Records from a collection:

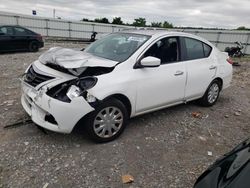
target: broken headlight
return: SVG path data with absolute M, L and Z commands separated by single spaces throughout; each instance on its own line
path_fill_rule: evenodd
M 89 98 L 87 90 L 94 87 L 96 83 L 97 78 L 95 77 L 78 78 L 50 89 L 47 94 L 64 102 L 70 102 L 79 96 L 87 99 Z M 93 98 L 91 98 L 91 101 L 93 101 Z

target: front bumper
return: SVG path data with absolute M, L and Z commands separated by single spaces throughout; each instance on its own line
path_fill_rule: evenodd
M 83 97 L 66 103 L 48 96 L 45 87 L 36 90 L 24 81 L 21 86 L 23 108 L 34 123 L 51 131 L 70 133 L 82 117 L 94 110 Z M 53 117 L 53 121 L 46 117 Z

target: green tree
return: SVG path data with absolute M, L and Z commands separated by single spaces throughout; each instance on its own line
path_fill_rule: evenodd
M 161 22 L 152 22 L 151 27 L 162 27 L 162 23 Z
M 122 21 L 121 17 L 114 17 L 112 24 L 123 25 L 123 21 Z
M 145 27 L 146 26 L 146 19 L 145 18 L 136 18 L 132 25 L 137 26 L 137 27 Z
M 173 28 L 173 24 L 172 23 L 169 23 L 168 21 L 164 21 L 163 24 L 162 24 L 162 27 L 164 28 Z
M 88 18 L 83 18 L 81 21 L 89 22 L 90 20 Z
M 96 19 L 94 19 L 94 22 L 97 22 L 97 23 L 109 23 L 109 20 L 108 20 L 108 18 L 96 18 Z

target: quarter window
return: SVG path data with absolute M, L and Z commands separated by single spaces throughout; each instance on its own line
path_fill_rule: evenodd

■ STATED TASK ■
Copy out every line of the listing above verbatim, leaving out the pictures.

■ EXERCISE ANSWER ■
target: broken headlight
return: SVG path data with absolute M, L and Z commands separated by single spaces throughout; each instance on its own line
path_fill_rule: evenodd
M 89 98 L 87 90 L 94 87 L 96 83 L 97 78 L 95 77 L 78 78 L 50 89 L 47 94 L 64 102 L 70 102 L 79 96 L 87 99 Z M 93 98 L 91 98 L 91 101 L 93 101 Z

target: front bumper
return: SVG path data with absolute M, L and Z commands separated by single spaces throughout; each instance on its own line
path_fill_rule: evenodd
M 83 97 L 66 103 L 48 96 L 45 87 L 36 90 L 24 81 L 21 86 L 23 108 L 34 123 L 51 131 L 70 133 L 82 117 L 94 110 Z M 53 117 L 53 121 L 46 117 Z

target: green tree
return: SVG path data with absolute M, L and Z commands separated by single spaces throughout; each instance on its own line
path_fill_rule: evenodd
M 161 22 L 152 22 L 151 27 L 162 27 L 162 23 Z
M 122 21 L 121 17 L 114 17 L 112 24 L 123 25 L 123 21 Z
M 145 27 L 146 26 L 146 19 L 145 18 L 136 18 L 132 25 L 137 26 L 137 27 Z
M 173 28 L 173 24 L 172 23 L 169 23 L 168 21 L 164 21 L 163 24 L 162 24 L 162 27 L 164 28 Z
M 88 18 L 83 18 L 81 21 L 89 22 L 90 20 Z
M 96 19 L 94 19 L 94 22 L 97 22 L 97 23 L 109 23 L 109 20 L 108 20 L 108 18 L 96 18 Z

target: quarter window
return: SVG path data with absolute M, L and Z commands separated by single spaces throughout; each instance on its own line
path_fill_rule: evenodd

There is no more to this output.